Records from a data collection:
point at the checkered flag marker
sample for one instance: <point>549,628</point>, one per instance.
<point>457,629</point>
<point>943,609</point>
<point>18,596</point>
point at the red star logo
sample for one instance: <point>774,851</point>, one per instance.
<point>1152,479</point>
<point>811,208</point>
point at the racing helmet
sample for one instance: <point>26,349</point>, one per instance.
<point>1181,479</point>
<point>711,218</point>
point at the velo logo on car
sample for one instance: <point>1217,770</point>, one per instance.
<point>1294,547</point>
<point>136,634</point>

* Required task
Begin at the line that has "point at the red star logo" and stop after the last line of the material. Rewrite those lines, renaming "logo" as "emblem" wherever it occurs and changing nothing else.

* Solved exercise
point at the red star emblem
sample for one instance: <point>774,851</point>, one per instance.
<point>1152,479</point>
<point>811,208</point>
point at the racing helmet
sample for one instance: <point>26,349</point>, one per instance.
<point>1181,479</point>
<point>711,218</point>
point at the velo emblem on car
sample for one instance: <point>1217,770</point>, one per instance.
<point>1294,547</point>
<point>136,634</point>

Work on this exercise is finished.